* Work order
For each record that follows, write out an identical copy.

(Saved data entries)
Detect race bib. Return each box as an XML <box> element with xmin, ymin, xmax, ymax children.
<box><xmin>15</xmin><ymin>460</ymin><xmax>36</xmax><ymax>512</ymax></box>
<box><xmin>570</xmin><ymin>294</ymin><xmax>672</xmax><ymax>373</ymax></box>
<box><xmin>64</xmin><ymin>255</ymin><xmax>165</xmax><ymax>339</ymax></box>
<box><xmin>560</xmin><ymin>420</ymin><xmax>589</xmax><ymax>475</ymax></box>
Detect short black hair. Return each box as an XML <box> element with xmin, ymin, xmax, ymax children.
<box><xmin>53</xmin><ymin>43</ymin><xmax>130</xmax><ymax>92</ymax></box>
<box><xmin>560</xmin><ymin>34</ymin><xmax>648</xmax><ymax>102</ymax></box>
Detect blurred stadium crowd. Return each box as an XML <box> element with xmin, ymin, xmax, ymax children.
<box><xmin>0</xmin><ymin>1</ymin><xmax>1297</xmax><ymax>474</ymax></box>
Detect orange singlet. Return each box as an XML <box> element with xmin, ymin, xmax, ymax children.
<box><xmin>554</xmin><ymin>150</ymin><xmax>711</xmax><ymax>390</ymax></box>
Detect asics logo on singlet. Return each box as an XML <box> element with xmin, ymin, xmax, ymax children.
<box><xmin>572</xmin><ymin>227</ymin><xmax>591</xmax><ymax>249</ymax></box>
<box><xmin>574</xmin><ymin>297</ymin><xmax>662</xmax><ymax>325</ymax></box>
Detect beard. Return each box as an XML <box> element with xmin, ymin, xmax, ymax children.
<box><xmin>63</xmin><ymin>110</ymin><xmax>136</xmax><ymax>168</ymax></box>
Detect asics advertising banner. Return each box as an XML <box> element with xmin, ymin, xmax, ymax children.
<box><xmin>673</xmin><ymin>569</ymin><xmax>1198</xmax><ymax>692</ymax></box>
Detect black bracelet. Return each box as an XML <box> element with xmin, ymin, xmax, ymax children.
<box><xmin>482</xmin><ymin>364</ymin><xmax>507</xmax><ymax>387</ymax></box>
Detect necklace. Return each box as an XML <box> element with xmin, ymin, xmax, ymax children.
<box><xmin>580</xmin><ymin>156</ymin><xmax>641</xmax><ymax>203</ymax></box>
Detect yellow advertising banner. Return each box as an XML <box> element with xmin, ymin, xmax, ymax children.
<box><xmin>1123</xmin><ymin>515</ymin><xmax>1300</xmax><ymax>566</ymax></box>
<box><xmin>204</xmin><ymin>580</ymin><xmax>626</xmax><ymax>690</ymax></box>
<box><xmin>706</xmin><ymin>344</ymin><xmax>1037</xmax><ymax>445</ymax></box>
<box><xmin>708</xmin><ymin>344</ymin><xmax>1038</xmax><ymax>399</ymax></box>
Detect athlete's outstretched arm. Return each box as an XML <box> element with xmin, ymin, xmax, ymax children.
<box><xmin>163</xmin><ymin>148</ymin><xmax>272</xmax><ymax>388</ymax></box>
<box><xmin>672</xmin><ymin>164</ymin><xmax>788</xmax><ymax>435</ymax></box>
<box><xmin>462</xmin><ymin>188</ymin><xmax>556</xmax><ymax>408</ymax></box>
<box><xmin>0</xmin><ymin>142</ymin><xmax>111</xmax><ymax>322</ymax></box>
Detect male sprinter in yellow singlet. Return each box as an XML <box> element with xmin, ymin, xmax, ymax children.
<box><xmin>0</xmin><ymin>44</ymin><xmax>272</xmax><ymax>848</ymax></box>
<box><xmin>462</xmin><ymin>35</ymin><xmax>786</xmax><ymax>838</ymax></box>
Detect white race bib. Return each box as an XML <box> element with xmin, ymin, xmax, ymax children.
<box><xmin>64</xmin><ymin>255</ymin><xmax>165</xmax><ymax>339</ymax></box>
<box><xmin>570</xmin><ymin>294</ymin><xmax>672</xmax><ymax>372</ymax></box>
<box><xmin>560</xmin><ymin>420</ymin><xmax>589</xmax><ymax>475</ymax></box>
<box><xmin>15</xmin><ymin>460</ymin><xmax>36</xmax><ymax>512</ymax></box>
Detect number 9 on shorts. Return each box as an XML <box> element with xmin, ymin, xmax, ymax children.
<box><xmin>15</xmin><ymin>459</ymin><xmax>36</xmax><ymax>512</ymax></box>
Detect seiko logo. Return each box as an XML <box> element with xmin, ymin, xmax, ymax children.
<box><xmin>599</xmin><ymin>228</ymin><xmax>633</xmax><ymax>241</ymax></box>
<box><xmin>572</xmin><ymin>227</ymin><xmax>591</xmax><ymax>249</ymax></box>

* Result of the exercise
Detect race bib. Return each box as an XML <box> element with xmin, ymin, xmax, ymax children.
<box><xmin>15</xmin><ymin>460</ymin><xmax>36</xmax><ymax>512</ymax></box>
<box><xmin>570</xmin><ymin>294</ymin><xmax>672</xmax><ymax>373</ymax></box>
<box><xmin>64</xmin><ymin>255</ymin><xmax>165</xmax><ymax>339</ymax></box>
<box><xmin>560</xmin><ymin>420</ymin><xmax>589</xmax><ymax>475</ymax></box>
Detect short black hair. Return each box as an XML <box> element with xmin, ymin, xmax, ymax children.
<box><xmin>53</xmin><ymin>43</ymin><xmax>130</xmax><ymax>92</ymax></box>
<box><xmin>560</xmin><ymin>34</ymin><xmax>648</xmax><ymax>102</ymax></box>
Detect blurred stadium crowd. Return each box as an XML <box> element with xmin, ymin, xmax, ymax children.
<box><xmin>0</xmin><ymin>1</ymin><xmax>1297</xmax><ymax>474</ymax></box>
Detect orange singlet. Return each box as an XML <box> element with xmin, ymin, xmax, ymax children.
<box><xmin>554</xmin><ymin>150</ymin><xmax>711</xmax><ymax>390</ymax></box>
Detect asics logo on singlet. Return each box as an XML <box> element with xmin, ymin, xmax, ymax children.
<box><xmin>572</xmin><ymin>227</ymin><xmax>591</xmax><ymax>249</ymax></box>
<box><xmin>574</xmin><ymin>297</ymin><xmax>662</xmax><ymax>325</ymax></box>
Detect beard. Return each box as an XML <box> element with xmin, ymin, xmax, ymax children.
<box><xmin>63</xmin><ymin>110</ymin><xmax>136</xmax><ymax>168</ymax></box>
Detect asics advertising banner. Return each box as an XML <box> element with xmin, ymin, xmax, ymax children.
<box><xmin>673</xmin><ymin>569</ymin><xmax>1198</xmax><ymax>692</ymax></box>
Detect black bracelet. Return each box as an XML <box> element with xmin, ymin, xmax, ymax children.
<box><xmin>482</xmin><ymin>364</ymin><xmax>507</xmax><ymax>387</ymax></box>
Detect necklace. Return each box as an XML <box> element with xmin, ymin, xmax, ymax children.
<box><xmin>580</xmin><ymin>156</ymin><xmax>641</xmax><ymax>203</ymax></box>
Detect yellow advertising banner. Return each box as an XML <box> element with xmin, ymin, xmax, ymax children.
<box><xmin>1123</xmin><ymin>515</ymin><xmax>1300</xmax><ymax>566</ymax></box>
<box><xmin>204</xmin><ymin>580</ymin><xmax>626</xmax><ymax>690</ymax></box>
<box><xmin>706</xmin><ymin>344</ymin><xmax>1037</xmax><ymax>445</ymax></box>
<box><xmin>708</xmin><ymin>344</ymin><xmax>1038</xmax><ymax>399</ymax></box>
Detect athlete's outstretched arm. Return each box as an XML <box> element with xmin, ymin, xmax, ymax children.
<box><xmin>163</xmin><ymin>148</ymin><xmax>272</xmax><ymax>388</ymax></box>
<box><xmin>672</xmin><ymin>164</ymin><xmax>788</xmax><ymax>435</ymax></box>
<box><xmin>462</xmin><ymin>188</ymin><xmax>556</xmax><ymax>408</ymax></box>
<box><xmin>0</xmin><ymin>142</ymin><xmax>111</xmax><ymax>322</ymax></box>
Detect male sprinter in yellow singlet. Return each box as an XML <box> element with xmin, ymin, xmax, ymax children.
<box><xmin>0</xmin><ymin>44</ymin><xmax>272</xmax><ymax>848</ymax></box>
<box><xmin>462</xmin><ymin>35</ymin><xmax>786</xmax><ymax>838</ymax></box>
Detect white race bib. Return each box as an XML <box> element with xmin, ymin, xmax, ymax children.
<box><xmin>64</xmin><ymin>255</ymin><xmax>165</xmax><ymax>339</ymax></box>
<box><xmin>570</xmin><ymin>294</ymin><xmax>672</xmax><ymax>372</ymax></box>
<box><xmin>560</xmin><ymin>420</ymin><xmax>589</xmax><ymax>475</ymax></box>
<box><xmin>15</xmin><ymin>460</ymin><xmax>36</xmax><ymax>512</ymax></box>
Detect number 9 on shorts. Return each box as an XML <box> element with xmin, ymin, xmax, ymax children.
<box><xmin>15</xmin><ymin>459</ymin><xmax>36</xmax><ymax>512</ymax></box>
Detect seiko logo. Return each box as an XML <box> element with xmin, ymin, xmax, ymax children.
<box><xmin>599</xmin><ymin>228</ymin><xmax>633</xmax><ymax>241</ymax></box>
<box><xmin>572</xmin><ymin>227</ymin><xmax>591</xmax><ymax>249</ymax></box>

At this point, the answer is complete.